Format the data from the line that contains "the number 34" up to and including the line that contains "216], [17, 347]]" as a Markdown table with the columns Row and Line, numbering each row and leaving out blank lines.

══ Data

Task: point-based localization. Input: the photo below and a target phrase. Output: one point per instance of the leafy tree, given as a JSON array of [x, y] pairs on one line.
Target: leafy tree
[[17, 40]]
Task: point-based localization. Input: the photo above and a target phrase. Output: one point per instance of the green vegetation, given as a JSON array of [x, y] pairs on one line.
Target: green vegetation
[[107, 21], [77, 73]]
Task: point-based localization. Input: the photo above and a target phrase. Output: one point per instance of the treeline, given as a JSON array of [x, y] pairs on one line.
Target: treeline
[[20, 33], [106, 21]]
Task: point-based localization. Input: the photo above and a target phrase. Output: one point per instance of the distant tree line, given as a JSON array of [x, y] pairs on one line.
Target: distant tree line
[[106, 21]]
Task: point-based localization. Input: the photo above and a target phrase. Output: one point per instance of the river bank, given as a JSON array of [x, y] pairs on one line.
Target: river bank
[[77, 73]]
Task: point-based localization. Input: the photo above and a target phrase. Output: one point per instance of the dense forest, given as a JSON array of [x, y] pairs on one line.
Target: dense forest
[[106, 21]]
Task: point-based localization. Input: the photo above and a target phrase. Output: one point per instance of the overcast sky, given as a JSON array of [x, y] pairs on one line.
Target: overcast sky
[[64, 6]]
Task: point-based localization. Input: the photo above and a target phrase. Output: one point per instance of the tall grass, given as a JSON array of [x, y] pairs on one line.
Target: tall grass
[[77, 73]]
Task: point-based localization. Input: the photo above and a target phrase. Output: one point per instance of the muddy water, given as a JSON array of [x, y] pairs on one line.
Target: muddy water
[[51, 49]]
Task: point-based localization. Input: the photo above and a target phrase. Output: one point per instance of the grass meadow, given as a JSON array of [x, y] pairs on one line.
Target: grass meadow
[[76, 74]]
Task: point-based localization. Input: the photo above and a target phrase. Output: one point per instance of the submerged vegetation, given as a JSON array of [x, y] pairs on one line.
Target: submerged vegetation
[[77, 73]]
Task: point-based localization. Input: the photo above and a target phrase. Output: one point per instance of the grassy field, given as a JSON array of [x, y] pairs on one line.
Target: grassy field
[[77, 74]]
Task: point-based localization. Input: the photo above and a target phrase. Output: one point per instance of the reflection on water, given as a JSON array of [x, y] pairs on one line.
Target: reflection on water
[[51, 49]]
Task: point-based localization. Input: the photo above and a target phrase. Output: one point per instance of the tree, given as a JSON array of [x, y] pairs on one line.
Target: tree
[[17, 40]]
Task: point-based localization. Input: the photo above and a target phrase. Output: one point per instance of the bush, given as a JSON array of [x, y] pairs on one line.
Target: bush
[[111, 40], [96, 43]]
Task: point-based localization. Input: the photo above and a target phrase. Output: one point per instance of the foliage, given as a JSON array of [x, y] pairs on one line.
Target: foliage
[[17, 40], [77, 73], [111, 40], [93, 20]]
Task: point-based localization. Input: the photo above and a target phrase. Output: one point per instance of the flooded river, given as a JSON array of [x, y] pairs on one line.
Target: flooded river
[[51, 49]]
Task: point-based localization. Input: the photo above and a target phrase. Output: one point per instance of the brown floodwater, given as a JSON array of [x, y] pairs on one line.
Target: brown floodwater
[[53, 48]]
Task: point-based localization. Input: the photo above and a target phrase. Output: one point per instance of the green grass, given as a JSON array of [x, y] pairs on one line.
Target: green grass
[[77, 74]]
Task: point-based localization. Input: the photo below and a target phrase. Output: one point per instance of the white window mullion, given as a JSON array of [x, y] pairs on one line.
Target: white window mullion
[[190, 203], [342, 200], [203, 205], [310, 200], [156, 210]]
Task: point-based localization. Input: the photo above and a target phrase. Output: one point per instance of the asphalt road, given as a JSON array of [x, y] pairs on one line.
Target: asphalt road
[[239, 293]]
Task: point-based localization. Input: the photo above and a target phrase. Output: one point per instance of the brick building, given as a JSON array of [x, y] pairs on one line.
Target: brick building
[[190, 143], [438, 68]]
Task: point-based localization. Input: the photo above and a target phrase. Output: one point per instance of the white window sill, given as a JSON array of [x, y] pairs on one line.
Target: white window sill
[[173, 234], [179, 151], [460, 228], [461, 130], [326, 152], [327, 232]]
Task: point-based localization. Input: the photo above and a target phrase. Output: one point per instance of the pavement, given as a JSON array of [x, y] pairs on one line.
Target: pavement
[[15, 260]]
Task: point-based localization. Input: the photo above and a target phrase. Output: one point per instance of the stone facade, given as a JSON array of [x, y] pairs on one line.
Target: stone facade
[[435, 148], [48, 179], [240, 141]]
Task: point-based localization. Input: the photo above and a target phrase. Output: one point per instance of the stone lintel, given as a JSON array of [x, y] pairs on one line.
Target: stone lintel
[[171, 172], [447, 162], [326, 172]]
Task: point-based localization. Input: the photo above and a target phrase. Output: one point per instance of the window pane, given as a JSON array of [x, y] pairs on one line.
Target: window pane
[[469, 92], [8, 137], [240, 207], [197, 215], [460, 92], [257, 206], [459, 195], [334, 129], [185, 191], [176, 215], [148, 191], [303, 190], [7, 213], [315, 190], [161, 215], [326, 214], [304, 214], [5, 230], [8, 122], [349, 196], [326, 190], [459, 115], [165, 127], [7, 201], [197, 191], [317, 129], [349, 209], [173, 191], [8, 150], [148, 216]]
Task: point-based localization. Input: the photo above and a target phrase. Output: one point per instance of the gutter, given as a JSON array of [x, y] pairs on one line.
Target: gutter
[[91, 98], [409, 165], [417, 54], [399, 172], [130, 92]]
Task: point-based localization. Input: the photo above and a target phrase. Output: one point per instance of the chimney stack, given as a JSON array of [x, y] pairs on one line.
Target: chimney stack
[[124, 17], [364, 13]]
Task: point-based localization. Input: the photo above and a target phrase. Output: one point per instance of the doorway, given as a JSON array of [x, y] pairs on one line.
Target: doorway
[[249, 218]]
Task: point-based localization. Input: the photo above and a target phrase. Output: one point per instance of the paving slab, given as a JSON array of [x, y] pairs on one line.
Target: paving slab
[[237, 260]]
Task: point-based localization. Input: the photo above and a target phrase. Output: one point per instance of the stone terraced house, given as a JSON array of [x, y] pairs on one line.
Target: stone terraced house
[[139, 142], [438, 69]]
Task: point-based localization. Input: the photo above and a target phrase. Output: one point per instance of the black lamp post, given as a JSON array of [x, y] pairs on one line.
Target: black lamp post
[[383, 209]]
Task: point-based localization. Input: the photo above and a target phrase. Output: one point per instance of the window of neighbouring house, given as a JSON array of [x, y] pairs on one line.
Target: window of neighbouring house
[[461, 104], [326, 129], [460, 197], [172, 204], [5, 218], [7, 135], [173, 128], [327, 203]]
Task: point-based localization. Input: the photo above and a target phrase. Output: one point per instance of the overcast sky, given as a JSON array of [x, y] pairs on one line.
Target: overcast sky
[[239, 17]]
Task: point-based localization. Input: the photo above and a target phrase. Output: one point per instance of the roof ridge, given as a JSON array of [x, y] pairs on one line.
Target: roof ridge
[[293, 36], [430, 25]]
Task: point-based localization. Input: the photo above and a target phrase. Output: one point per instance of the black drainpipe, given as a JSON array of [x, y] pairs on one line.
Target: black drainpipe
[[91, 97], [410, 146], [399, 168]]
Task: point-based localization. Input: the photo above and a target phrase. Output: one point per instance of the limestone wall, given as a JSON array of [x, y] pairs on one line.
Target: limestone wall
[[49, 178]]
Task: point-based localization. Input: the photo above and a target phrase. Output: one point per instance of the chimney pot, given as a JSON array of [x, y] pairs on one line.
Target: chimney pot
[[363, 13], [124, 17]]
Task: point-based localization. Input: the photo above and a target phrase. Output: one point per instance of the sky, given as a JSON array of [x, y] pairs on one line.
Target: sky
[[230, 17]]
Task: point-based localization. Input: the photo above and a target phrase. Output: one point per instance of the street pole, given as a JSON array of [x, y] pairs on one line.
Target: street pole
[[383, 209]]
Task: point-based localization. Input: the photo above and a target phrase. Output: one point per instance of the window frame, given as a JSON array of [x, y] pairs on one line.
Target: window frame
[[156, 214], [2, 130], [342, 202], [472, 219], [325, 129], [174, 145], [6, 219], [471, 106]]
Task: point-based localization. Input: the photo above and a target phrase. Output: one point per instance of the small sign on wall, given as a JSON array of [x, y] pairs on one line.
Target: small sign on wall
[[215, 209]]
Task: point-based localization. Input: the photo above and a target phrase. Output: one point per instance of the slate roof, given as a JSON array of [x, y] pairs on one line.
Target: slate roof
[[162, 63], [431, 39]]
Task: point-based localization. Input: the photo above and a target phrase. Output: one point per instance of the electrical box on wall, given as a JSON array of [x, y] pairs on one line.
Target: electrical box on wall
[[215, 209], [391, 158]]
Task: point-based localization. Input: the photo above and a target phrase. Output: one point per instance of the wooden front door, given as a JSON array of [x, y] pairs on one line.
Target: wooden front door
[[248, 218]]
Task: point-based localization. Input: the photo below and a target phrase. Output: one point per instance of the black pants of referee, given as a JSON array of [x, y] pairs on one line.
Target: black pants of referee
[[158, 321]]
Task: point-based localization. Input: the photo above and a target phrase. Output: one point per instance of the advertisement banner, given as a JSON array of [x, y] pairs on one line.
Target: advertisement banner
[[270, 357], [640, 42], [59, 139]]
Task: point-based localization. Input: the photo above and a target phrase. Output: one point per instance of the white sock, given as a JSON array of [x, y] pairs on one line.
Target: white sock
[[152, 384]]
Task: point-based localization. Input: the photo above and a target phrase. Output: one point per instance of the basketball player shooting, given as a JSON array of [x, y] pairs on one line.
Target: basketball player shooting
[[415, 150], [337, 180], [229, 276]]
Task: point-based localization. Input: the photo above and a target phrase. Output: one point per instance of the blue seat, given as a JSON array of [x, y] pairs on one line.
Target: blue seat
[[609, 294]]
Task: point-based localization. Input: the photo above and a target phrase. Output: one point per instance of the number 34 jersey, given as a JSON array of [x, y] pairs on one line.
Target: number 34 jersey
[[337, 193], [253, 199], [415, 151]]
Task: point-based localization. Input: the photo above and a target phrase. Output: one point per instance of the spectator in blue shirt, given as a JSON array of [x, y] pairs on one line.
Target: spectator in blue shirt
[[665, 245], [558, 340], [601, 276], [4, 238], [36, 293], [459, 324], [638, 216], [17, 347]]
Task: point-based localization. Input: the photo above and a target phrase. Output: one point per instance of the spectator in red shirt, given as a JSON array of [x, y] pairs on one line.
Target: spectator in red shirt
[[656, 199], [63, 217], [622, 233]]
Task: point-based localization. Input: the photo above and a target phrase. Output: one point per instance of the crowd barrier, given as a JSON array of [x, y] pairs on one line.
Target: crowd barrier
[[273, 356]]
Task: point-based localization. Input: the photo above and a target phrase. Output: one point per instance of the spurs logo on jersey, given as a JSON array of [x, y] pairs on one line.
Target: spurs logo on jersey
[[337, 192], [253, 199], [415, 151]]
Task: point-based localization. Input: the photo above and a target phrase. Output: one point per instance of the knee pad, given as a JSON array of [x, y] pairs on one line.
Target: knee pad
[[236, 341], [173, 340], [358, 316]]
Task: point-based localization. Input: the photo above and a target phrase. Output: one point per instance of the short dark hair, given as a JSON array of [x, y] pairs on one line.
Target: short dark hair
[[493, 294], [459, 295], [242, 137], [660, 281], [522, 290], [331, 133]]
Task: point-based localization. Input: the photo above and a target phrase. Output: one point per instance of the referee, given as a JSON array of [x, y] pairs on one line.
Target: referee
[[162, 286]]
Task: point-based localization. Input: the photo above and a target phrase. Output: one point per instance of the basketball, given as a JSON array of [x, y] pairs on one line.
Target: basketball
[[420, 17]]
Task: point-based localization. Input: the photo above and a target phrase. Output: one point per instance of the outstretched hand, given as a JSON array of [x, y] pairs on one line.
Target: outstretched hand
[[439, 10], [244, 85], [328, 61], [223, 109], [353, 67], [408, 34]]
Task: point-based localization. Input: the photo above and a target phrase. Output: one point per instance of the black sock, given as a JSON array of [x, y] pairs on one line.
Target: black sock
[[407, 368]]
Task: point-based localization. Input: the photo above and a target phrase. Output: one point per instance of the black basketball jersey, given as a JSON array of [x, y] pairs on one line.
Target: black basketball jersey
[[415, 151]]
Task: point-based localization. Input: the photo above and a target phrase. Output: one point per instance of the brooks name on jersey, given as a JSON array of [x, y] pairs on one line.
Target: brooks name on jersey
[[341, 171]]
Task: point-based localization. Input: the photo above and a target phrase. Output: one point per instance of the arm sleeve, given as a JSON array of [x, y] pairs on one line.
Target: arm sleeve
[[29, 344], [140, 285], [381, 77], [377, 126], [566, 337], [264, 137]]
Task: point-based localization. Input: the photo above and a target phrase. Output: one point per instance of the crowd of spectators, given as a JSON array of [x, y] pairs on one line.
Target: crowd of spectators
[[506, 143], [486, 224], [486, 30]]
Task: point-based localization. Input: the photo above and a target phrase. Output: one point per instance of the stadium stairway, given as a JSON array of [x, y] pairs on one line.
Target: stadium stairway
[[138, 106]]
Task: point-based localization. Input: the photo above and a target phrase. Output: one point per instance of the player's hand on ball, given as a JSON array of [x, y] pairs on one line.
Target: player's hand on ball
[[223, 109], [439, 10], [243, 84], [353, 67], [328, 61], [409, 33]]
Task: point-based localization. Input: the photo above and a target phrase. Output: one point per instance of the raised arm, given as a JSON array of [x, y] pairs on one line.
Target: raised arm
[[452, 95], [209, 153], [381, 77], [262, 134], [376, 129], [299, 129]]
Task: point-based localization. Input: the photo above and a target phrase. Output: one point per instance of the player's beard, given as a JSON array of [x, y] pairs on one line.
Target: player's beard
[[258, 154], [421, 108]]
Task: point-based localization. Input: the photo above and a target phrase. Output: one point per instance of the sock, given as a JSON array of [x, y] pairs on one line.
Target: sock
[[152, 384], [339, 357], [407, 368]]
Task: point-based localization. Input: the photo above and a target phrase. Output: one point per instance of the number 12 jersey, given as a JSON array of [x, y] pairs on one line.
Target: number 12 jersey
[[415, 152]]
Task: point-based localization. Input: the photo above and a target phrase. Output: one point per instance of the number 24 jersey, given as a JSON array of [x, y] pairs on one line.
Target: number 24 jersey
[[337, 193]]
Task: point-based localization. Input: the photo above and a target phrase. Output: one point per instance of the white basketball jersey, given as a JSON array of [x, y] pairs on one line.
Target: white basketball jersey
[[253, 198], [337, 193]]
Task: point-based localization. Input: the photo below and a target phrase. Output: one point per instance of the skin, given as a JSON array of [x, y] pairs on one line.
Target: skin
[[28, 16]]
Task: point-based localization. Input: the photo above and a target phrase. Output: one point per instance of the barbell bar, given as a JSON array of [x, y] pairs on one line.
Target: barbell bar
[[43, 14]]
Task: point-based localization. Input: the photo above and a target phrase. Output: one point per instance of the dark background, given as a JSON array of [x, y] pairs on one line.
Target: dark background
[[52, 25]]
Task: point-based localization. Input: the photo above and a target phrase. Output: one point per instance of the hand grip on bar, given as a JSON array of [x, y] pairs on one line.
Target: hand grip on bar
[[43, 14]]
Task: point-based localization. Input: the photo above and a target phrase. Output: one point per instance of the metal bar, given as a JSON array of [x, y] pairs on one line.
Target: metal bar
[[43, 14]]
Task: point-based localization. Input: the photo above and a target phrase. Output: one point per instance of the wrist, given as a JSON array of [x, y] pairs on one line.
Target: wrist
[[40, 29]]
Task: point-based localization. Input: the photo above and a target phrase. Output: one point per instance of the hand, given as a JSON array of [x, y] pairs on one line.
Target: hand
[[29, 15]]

════

> **Answer to this task**
| Row | Line |
|---|---|
| 1 | Task: point-based localization. Input: the photo above and a target phrase. Output: one point per instance of the number 34 jersey, given as a JSON array of [x, y] pairs on one line. |
| 2 | Target: number 34 jersey |
| 3 | [[337, 193], [253, 199], [415, 151]] |
| 4 | Task: point-based localization. Input: the photo above and a target phrase. Output: one point per instance of the spectator in blue shirt, given as a JSON array of [x, y] pairs on one line. |
| 5 | Target: spectator in blue shirt |
| 6 | [[665, 245], [558, 340], [601, 276], [4, 238], [36, 293], [459, 324], [638, 216], [17, 347]] |